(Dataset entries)
- - - - -

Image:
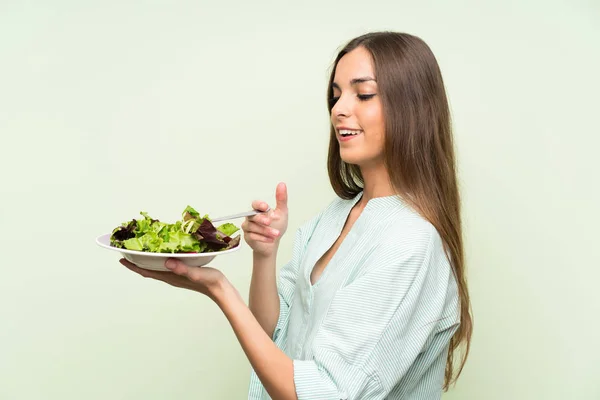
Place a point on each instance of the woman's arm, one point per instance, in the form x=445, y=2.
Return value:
x=263, y=298
x=272, y=366
x=263, y=233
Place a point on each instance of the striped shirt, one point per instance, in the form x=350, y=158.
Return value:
x=377, y=323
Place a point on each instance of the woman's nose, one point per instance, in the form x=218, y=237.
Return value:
x=341, y=108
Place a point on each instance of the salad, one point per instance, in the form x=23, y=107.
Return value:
x=192, y=234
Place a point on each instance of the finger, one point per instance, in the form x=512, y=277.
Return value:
x=264, y=219
x=281, y=197
x=178, y=267
x=259, y=238
x=259, y=205
x=253, y=227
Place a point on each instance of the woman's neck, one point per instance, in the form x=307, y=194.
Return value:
x=376, y=183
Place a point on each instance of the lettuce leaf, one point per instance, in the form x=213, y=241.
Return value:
x=192, y=234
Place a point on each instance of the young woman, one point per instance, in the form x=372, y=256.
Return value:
x=373, y=303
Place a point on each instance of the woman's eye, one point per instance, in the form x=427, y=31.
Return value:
x=363, y=97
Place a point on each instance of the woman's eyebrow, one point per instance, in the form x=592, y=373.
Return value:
x=355, y=81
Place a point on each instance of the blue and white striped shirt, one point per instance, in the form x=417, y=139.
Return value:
x=377, y=323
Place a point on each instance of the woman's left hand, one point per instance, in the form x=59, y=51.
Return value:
x=205, y=280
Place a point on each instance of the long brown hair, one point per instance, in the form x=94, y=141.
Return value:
x=418, y=153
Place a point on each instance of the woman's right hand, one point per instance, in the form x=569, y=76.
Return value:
x=262, y=232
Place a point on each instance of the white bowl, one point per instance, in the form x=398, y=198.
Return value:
x=156, y=261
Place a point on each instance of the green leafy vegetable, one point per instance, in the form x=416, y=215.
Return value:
x=192, y=234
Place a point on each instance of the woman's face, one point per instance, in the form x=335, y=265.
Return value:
x=357, y=114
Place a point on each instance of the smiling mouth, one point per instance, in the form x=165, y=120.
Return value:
x=348, y=132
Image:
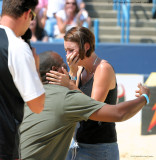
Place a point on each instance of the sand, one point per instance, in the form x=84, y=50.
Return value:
x=133, y=145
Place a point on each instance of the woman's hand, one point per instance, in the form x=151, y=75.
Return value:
x=142, y=90
x=72, y=61
x=58, y=78
x=61, y=79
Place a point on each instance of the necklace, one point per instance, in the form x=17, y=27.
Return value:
x=94, y=64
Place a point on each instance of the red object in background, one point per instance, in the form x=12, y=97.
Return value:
x=153, y=121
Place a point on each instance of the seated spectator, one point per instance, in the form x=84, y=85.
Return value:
x=41, y=12
x=38, y=33
x=67, y=18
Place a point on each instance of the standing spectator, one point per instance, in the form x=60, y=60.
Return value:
x=68, y=18
x=19, y=80
x=55, y=6
x=41, y=11
x=38, y=33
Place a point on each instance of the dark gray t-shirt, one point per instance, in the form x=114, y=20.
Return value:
x=48, y=135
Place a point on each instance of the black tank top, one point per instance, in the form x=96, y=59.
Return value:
x=92, y=132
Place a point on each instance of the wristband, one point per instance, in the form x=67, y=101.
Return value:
x=72, y=78
x=146, y=96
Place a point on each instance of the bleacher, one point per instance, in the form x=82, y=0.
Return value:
x=142, y=25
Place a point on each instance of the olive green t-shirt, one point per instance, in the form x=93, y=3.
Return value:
x=47, y=136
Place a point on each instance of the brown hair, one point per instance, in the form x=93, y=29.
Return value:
x=15, y=8
x=81, y=35
x=77, y=8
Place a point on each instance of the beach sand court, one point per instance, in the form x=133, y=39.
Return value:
x=133, y=145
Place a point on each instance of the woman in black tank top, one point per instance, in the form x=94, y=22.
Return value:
x=95, y=77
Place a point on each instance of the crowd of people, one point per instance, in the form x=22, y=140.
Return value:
x=41, y=103
x=55, y=17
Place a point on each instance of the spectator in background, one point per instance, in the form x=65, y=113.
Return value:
x=67, y=18
x=56, y=5
x=41, y=12
x=38, y=33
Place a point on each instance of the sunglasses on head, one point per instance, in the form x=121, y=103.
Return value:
x=73, y=3
x=32, y=13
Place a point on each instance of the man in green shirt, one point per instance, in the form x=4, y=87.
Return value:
x=47, y=136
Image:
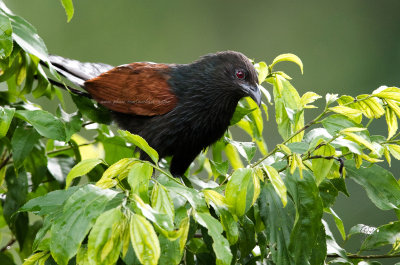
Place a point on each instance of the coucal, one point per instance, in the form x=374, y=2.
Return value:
x=179, y=109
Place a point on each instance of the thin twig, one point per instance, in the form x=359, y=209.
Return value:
x=8, y=245
x=355, y=256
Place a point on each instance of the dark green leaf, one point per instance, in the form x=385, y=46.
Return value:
x=383, y=235
x=328, y=193
x=36, y=164
x=380, y=185
x=240, y=112
x=240, y=191
x=221, y=244
x=96, y=113
x=6, y=43
x=309, y=209
x=73, y=122
x=79, y=214
x=82, y=168
x=278, y=222
x=115, y=148
x=138, y=178
x=27, y=38
x=6, y=115
x=141, y=143
x=22, y=143
x=247, y=237
x=336, y=122
x=17, y=185
x=318, y=254
x=45, y=123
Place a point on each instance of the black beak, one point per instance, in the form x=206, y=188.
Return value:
x=254, y=92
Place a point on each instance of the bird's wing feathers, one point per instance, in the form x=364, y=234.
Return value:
x=136, y=88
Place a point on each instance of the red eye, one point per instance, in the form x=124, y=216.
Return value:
x=240, y=74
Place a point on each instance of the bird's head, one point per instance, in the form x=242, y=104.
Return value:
x=233, y=72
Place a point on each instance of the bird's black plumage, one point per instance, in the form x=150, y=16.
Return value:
x=202, y=97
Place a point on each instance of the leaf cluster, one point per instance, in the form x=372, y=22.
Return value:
x=96, y=202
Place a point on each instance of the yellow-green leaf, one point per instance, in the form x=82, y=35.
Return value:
x=80, y=169
x=391, y=121
x=288, y=57
x=119, y=168
x=360, y=140
x=322, y=166
x=308, y=98
x=215, y=197
x=277, y=183
x=144, y=240
x=351, y=113
x=394, y=150
x=394, y=106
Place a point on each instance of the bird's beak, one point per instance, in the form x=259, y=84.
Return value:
x=254, y=92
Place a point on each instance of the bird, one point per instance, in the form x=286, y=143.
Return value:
x=179, y=109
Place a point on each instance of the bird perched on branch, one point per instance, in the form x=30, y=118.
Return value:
x=179, y=109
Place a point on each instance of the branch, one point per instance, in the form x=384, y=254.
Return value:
x=355, y=256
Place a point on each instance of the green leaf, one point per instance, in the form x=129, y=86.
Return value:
x=141, y=143
x=353, y=114
x=158, y=218
x=277, y=183
x=220, y=244
x=6, y=115
x=380, y=185
x=262, y=70
x=105, y=238
x=73, y=122
x=245, y=149
x=391, y=93
x=383, y=235
x=240, y=191
x=309, y=210
x=336, y=122
x=287, y=57
x=138, y=178
x=69, y=9
x=307, y=98
x=322, y=166
x=94, y=112
x=82, y=168
x=25, y=35
x=240, y=113
x=278, y=222
x=45, y=123
x=338, y=222
x=22, y=143
x=144, y=240
x=117, y=169
x=161, y=200
x=391, y=121
x=79, y=214
x=194, y=197
x=48, y=203
x=6, y=43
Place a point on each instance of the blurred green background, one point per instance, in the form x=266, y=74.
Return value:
x=347, y=47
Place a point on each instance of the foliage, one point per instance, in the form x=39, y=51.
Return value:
x=98, y=203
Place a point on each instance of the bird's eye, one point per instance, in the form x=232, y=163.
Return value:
x=240, y=74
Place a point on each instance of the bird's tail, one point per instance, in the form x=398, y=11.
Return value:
x=75, y=71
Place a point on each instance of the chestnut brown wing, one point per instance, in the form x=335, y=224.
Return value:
x=136, y=88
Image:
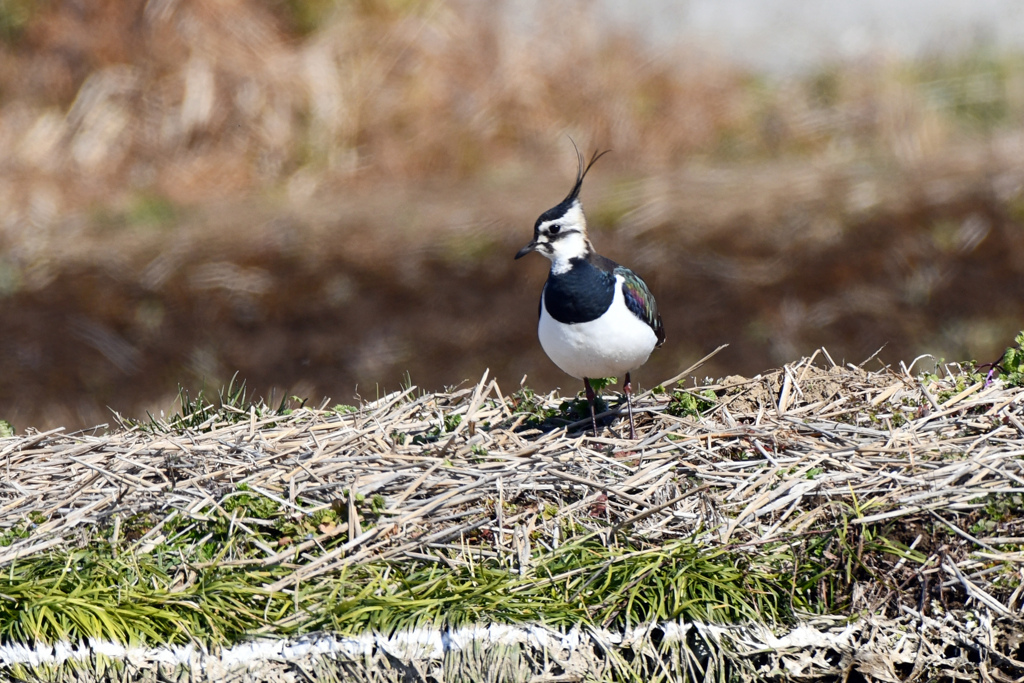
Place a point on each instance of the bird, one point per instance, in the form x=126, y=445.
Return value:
x=597, y=318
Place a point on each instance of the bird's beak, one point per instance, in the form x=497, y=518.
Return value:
x=525, y=250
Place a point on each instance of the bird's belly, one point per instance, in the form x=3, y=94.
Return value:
x=609, y=346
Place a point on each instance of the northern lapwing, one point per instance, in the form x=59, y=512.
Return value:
x=598, y=318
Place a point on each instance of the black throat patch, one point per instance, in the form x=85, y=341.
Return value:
x=580, y=295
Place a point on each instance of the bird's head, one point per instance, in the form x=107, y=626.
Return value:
x=560, y=232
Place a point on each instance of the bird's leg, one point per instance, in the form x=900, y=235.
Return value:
x=590, y=399
x=628, y=389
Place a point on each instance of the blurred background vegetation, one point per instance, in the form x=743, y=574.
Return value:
x=323, y=196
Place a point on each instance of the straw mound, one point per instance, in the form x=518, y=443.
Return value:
x=916, y=477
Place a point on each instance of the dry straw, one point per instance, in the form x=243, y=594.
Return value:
x=819, y=518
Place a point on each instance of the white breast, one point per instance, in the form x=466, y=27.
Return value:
x=610, y=346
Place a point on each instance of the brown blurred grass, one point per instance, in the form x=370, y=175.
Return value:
x=324, y=195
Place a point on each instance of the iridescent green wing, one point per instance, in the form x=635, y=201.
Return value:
x=641, y=301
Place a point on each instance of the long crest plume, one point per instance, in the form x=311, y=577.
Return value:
x=581, y=171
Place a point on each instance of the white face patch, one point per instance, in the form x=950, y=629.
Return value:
x=568, y=243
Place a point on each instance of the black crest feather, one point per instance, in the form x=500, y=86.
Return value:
x=581, y=171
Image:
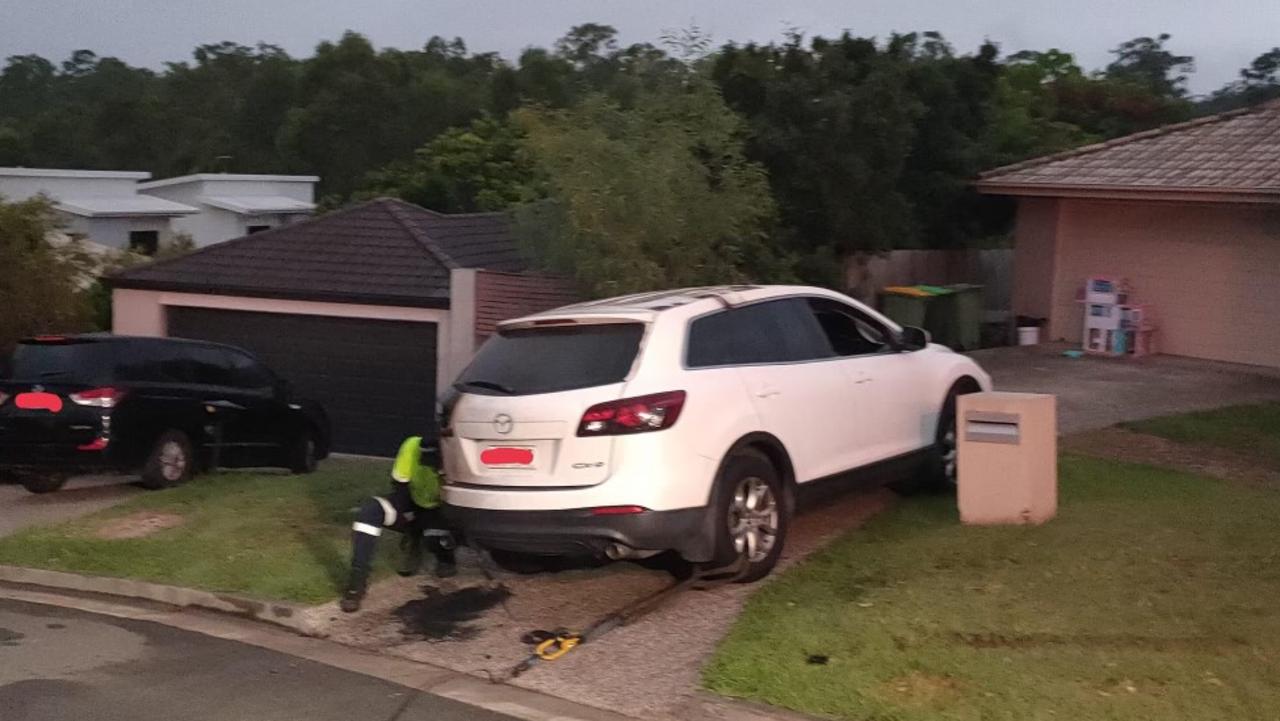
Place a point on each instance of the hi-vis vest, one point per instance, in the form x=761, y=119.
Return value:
x=424, y=483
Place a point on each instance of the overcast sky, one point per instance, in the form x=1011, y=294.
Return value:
x=1221, y=35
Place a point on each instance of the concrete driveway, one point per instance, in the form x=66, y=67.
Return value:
x=650, y=669
x=59, y=664
x=1096, y=392
x=85, y=494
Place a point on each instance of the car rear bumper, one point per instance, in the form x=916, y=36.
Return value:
x=579, y=532
x=54, y=457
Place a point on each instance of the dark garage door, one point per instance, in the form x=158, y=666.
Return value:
x=375, y=378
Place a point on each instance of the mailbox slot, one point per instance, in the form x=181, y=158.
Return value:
x=987, y=427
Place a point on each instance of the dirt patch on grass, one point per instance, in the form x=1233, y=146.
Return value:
x=137, y=525
x=918, y=688
x=1123, y=445
x=1120, y=642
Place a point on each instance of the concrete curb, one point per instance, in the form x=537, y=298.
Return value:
x=288, y=615
x=44, y=587
x=435, y=680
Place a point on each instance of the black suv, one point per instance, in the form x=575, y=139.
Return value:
x=164, y=407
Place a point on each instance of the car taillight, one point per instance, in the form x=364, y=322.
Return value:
x=632, y=415
x=97, y=397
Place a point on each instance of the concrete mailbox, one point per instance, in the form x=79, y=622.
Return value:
x=1008, y=457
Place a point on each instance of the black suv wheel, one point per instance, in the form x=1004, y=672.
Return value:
x=170, y=462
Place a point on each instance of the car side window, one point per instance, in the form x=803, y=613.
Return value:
x=151, y=361
x=209, y=365
x=247, y=373
x=850, y=333
x=782, y=331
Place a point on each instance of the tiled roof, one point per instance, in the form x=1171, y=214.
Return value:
x=1233, y=153
x=383, y=252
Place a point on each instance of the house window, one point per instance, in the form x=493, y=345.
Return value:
x=146, y=242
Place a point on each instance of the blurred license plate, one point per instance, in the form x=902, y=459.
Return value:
x=37, y=401
x=507, y=456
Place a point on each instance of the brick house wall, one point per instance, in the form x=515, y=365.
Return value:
x=1211, y=270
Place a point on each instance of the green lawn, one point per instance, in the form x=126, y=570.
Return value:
x=266, y=534
x=1151, y=596
x=1253, y=430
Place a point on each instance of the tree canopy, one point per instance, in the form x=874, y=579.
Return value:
x=841, y=144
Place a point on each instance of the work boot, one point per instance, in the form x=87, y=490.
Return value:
x=355, y=593
x=412, y=558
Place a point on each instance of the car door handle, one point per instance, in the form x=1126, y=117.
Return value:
x=224, y=405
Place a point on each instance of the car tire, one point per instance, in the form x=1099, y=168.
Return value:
x=42, y=482
x=752, y=514
x=170, y=462
x=304, y=453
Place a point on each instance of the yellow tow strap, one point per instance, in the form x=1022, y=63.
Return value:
x=553, y=648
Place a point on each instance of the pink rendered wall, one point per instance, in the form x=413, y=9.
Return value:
x=1212, y=272
x=1034, y=256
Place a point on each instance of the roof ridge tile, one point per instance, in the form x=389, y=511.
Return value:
x=1125, y=140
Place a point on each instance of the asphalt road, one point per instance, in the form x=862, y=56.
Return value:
x=59, y=664
x=82, y=494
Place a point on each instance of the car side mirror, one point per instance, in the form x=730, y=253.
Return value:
x=913, y=338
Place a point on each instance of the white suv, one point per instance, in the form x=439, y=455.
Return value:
x=690, y=420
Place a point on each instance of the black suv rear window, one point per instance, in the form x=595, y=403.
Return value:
x=547, y=360
x=73, y=361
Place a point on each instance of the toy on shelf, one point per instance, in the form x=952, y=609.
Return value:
x=1112, y=325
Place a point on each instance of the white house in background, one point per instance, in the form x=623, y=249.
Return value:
x=234, y=205
x=103, y=206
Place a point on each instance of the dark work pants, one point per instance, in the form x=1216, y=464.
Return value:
x=396, y=511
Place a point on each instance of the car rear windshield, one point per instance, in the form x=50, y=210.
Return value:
x=73, y=361
x=548, y=360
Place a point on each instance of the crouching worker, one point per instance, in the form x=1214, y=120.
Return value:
x=412, y=509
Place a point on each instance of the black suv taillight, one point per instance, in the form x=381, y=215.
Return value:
x=97, y=397
x=632, y=415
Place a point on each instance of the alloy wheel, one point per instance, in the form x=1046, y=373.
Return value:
x=753, y=519
x=173, y=461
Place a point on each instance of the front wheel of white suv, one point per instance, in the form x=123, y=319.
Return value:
x=752, y=514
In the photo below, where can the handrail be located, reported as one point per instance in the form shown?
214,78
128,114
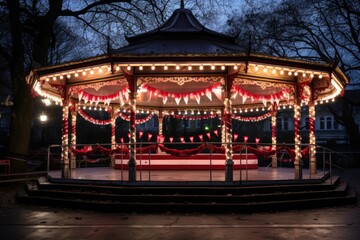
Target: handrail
326,152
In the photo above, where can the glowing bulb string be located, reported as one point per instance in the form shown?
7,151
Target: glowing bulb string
257,97
88,118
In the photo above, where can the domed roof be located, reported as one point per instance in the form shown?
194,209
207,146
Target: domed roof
182,33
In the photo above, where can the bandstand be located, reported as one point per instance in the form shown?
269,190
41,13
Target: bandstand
184,70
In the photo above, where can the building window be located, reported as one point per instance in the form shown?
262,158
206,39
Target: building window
328,123
282,124
322,123
285,124
307,124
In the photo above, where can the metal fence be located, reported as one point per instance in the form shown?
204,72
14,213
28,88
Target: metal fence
115,158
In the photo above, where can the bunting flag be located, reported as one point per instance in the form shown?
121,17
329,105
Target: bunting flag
201,137
235,136
216,133
217,92
216,88
209,135
186,99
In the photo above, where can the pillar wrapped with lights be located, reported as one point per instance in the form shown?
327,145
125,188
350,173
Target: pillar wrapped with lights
113,140
132,141
65,173
312,155
73,137
297,160
228,130
273,135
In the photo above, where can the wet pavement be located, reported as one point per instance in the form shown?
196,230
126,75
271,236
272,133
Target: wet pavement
41,222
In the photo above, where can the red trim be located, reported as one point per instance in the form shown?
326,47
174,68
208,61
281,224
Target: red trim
184,167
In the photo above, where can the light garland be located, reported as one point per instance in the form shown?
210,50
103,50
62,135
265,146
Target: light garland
192,117
138,121
87,97
93,120
251,119
272,98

- - - - -

## [What you need to do]
Return only the number of lines in the entries that contain the string "door".

## [Written solution]
2